Rewrite every line of the listing below as a JSON list of strings, one string per line, leaving out any blank lines.

- - -

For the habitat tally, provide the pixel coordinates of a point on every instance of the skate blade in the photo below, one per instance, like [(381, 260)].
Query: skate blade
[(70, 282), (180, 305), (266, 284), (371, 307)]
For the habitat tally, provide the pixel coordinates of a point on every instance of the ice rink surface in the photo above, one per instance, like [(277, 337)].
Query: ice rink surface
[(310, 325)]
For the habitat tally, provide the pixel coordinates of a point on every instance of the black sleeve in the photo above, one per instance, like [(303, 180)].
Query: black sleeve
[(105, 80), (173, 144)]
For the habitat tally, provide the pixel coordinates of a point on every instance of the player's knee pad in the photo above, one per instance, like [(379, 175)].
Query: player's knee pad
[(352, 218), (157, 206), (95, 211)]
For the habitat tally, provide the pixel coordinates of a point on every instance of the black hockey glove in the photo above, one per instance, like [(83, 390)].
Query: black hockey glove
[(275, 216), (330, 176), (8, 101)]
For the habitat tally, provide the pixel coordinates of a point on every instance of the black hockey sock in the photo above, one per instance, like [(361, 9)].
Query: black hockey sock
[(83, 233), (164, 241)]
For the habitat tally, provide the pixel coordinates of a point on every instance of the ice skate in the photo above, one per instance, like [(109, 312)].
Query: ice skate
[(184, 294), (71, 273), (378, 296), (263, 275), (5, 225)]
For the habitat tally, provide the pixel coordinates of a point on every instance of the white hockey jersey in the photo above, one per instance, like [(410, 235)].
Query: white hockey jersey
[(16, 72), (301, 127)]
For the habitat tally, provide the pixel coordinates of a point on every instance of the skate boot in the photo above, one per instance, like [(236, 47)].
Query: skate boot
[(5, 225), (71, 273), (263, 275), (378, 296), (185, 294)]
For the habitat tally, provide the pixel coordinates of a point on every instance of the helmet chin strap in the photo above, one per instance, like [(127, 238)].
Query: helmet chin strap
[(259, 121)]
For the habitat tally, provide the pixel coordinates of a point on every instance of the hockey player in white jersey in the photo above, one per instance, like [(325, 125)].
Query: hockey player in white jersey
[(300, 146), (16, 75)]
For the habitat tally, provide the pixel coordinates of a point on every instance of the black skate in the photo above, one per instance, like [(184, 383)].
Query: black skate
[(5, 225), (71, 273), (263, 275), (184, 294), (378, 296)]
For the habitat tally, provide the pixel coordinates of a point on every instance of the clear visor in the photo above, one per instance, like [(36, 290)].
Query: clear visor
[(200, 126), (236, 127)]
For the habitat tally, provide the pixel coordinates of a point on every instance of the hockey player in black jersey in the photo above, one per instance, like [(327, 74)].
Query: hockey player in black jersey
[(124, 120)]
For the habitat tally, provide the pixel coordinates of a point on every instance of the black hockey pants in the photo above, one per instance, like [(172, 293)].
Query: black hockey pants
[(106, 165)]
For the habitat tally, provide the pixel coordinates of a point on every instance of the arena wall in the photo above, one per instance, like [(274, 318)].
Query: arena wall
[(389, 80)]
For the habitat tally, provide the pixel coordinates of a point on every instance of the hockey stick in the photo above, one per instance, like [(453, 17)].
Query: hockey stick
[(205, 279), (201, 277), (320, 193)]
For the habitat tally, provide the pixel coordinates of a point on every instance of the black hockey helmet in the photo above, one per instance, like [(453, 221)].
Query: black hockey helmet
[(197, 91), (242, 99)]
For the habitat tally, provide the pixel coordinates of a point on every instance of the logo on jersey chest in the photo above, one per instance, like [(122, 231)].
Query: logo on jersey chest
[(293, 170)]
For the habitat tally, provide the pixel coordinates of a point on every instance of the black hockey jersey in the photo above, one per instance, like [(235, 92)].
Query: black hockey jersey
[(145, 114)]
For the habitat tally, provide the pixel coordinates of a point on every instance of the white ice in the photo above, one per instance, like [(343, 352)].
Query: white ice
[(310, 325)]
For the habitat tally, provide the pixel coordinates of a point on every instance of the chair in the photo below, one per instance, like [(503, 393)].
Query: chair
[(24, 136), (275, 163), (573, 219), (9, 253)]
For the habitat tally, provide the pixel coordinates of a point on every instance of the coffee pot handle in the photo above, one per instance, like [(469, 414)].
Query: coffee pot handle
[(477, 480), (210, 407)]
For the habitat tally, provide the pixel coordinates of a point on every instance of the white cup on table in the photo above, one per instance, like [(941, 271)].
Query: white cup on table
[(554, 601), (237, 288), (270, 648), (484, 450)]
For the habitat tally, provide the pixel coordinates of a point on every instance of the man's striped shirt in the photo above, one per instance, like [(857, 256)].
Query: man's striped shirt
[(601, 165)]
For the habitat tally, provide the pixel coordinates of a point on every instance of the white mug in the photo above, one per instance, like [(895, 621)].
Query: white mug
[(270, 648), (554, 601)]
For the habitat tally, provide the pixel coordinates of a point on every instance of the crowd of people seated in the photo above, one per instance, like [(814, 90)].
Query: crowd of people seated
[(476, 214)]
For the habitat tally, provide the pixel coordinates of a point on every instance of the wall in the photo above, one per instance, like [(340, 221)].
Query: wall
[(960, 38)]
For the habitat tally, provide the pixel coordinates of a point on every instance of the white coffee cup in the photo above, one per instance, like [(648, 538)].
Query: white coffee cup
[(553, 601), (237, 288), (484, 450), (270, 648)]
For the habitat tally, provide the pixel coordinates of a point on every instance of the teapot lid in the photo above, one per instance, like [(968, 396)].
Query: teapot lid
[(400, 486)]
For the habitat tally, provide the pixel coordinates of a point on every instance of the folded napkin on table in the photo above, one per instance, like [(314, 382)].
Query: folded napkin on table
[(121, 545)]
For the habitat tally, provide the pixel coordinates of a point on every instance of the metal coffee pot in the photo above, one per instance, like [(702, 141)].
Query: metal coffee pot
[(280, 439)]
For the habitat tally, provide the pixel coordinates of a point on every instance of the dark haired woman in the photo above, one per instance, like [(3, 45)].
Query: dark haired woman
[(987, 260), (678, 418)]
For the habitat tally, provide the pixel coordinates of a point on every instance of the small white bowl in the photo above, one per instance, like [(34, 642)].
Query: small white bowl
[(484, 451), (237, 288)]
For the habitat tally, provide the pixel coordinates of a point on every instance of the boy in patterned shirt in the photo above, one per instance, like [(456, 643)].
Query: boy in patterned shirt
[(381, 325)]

- - -

**REPLY**
[
  "For the habitat tally, provide the pixel coordinates of a point on every instance of the skate blade in the photo below, one per instance, like [(381, 260)].",
  "Query: skate blade",
  "[(70, 282), (180, 305), (266, 284), (371, 307)]",
  "For the habitat tally, provide the pixel coordinates of a point on every instance of the ice rink surface in the photo above, one per instance, like [(277, 337)].",
  "Query: ice rink surface",
  "[(310, 325)]",
  "For the habitat tally, provide the pixel coordinates of a point on every instance of the black sleeve in the photo above, one per instance, like [(303, 180)].",
  "Query: black sleeve",
  "[(105, 80), (173, 144)]",
  "For the habitat tally, provide the pixel coordinates of a point on every instance of the player's knee pad in the photo above, one per instance, like [(379, 175)].",
  "Query: player's knee pad",
  "[(352, 218), (157, 206), (95, 211)]",
  "For the habitat tally, provide the pixel coordinates of a point on every instance of the black hockey glove in the photo above, one per instance, like [(83, 390)].",
  "Query: black hockey glove",
  "[(275, 216), (330, 176), (8, 101)]",
  "For the habitat tally, provide the pixel coordinates of a point on every instance of the black hockey sock in the photo above, one per instance, like [(361, 9)].",
  "Query: black hockey sock",
  "[(83, 233), (164, 241)]",
  "For the habitat tally, provide the pixel coordinates of a point on every instance of the ice skate in the photo above, one per instance, like [(109, 312)].",
  "Query: ice skate",
  "[(184, 294), (71, 273), (378, 296), (263, 275), (5, 225)]",
  "For the habitat tally, provide the pixel coordinates of a point on every instance of the white hockey jersey in the photo above, one per instance, like [(410, 235)].",
  "Query: white hockey jersey",
  "[(16, 72), (301, 127)]",
  "For the habitat tally, provide the pixel coordinates of a point on every instance of the skate boot in the photo above, one per instance, like [(236, 47)].",
  "Query: skate boot",
  "[(5, 225), (71, 273), (263, 275), (378, 296), (185, 294)]",
  "For the habitat tally, provide the pixel coordinates of a point on every instance of the helmet chin strap in the photo above, one per instance, like [(127, 238)].",
  "Query: helmet chin strap",
  "[(259, 121)]",
  "For the habitat tally, provide the pixel coordinates of a point on every instance of the hockey player in white jersey in the photo above, one per instance, like [(325, 125)].",
  "Query: hockey player in white jersey",
  "[(300, 146), (16, 75)]",
  "For the habitat tally, provide the pixel coordinates of a point on every instance of the black skate in the photo above, one per instance, like [(184, 383)].",
  "Query: black skate",
  "[(5, 225), (71, 273), (263, 275), (184, 294), (378, 296)]",
  "For the habitat tally, provide the pixel coordinates of a point on every instance of the clear visor in the photo above, one per instance, like [(36, 290)].",
  "Query: clear visor",
  "[(200, 126), (236, 127)]",
  "For the habitat tally, provide the pixel coordinates of a point on every instance of the hockey player in black jersey in the photo above, one per instance, like [(327, 74)].",
  "Query: hockey player in black jersey",
  "[(124, 120)]",
  "For the habitat tally, provide the pixel coordinates of a point on every instance of the black hockey pants in the photo above, one per instance, like [(172, 293)].",
  "Query: black hockey pants",
  "[(106, 165)]",
  "For the habitat tally, provide the pixel coordinates of a point on every instance of the arena wall in the photo above, one per instance, like [(274, 318)].",
  "Query: arena wall",
  "[(389, 80)]",
  "For the habitat tally, provide the pixel coordinates of a point on every instance of the hockey stick in the photo above, one per instance, like [(453, 17)].",
  "Query: hockey stick",
  "[(205, 279), (201, 277), (320, 193)]",
  "For the habitat tally, provide the pixel coordinates of a point on every instance of the black hockey helmet in the photo above, one per instance, like [(453, 221)].",
  "Query: black hockey helmet",
  "[(197, 91), (242, 99)]",
  "For the habitat tally, provide the pixel coordinates of a point on every instance of the logo on jersey chest in the photo above, one per instance, like [(122, 231)].",
  "Query: logo on jersey chest",
  "[(293, 170)]",
  "For the habitat tally, provide the pixel coordinates of a point on every instance of the black hockey jersey in the photo above, one per instance, like [(235, 92)].",
  "Query: black hockey jersey",
  "[(145, 114)]",
  "For the habitat tally, provide the pixel coordinates of a point on every instance of the white ice in the photo above, one per instance, like [(343, 352)].",
  "Query: white ice",
  "[(310, 325)]",
  "For the habitat tally, provide the pixel coordinates of a point on every instance of the chair in the photo below, one per instance, like [(503, 393)].",
  "Query: chair",
  "[(24, 136), (275, 163), (573, 219), (9, 253)]",
  "For the habitat tally, provide the pixel coordinates of a point on every instance of the coffee pot handle in the photo above, one per instance, like [(469, 414)].",
  "Query: coffee pot handle",
  "[(477, 480), (210, 407)]",
  "For the habitat tally, provide the pixel coordinates of a point on every instance of the white cup on table in the photo above, one per instance, like [(941, 271)].",
  "Query: white cup on table",
  "[(554, 601), (237, 288), (270, 648), (484, 450)]",
  "For the habitat tally, provide the pixel coordinates of a point on every instance of the man's striped shirt in the photo above, one per instance, like [(857, 256)].",
  "Query: man's striped shirt",
  "[(601, 165)]",
  "For the habitat tally, provide the pixel coordinates of a point on every instance of the white mug in the photo above, one per instance, like [(895, 621)].",
  "Query: white mug",
  "[(270, 648), (554, 601)]",
  "For the habitat tally, provide the pixel coordinates of a point on every instance of the crowd of people seated in the photo above, one per instance, like [(814, 90)].",
  "Query: crowd of people seated",
  "[(476, 214)]",
  "For the habitat tally, provide the pixel coordinates of a point on every instance of the wall in the photo above, one per instance, like [(340, 221)].",
  "Query: wall",
  "[(960, 38)]",
  "For the habitat tally, provide the pixel coordinates of a point on every instance of the white coffee cup in the photo above, one per instance, like [(648, 538)].",
  "Query: white coffee cup",
  "[(553, 601), (237, 288), (484, 450), (270, 648)]",
  "For the habitat tally, provide the pixel coordinates of a point on every instance of the teapot lid in the photo above, one per instance, like [(968, 396)].",
  "Query: teapot lid",
  "[(400, 486)]",
  "For the habitat tally, provide the pixel coordinates of a point on every instance of the folded napkin on table in the photo above, one per instance, like [(314, 382)].",
  "Query: folded napkin on table",
  "[(121, 545)]",
  "For the habitat tally, provide the pixel coordinates of a point on every instance of the metal coffee pot in the photo above, one per instance, like [(702, 141)].",
  "Query: metal coffee pot",
  "[(280, 439)]",
  "For the habitat tally, provide the pixel coordinates of a point on every instance of the dark haired woman in the photo above, one per instance, like [(3, 45)].",
  "Query: dark haired woman",
  "[(987, 260), (678, 418)]",
  "For the habitat tally, provide the pixel coordinates of a point on every instance of the small white bowl in the photo above, one per instance, like [(34, 642)].",
  "Query: small white bowl",
  "[(484, 451), (237, 288)]",
  "For the habitat tally, provide the pixel coordinates of a point on every instance of the boy in patterned shirt in the photo above, one per instance, like [(456, 643)].",
  "Query: boy in patterned shirt",
  "[(381, 325)]"
]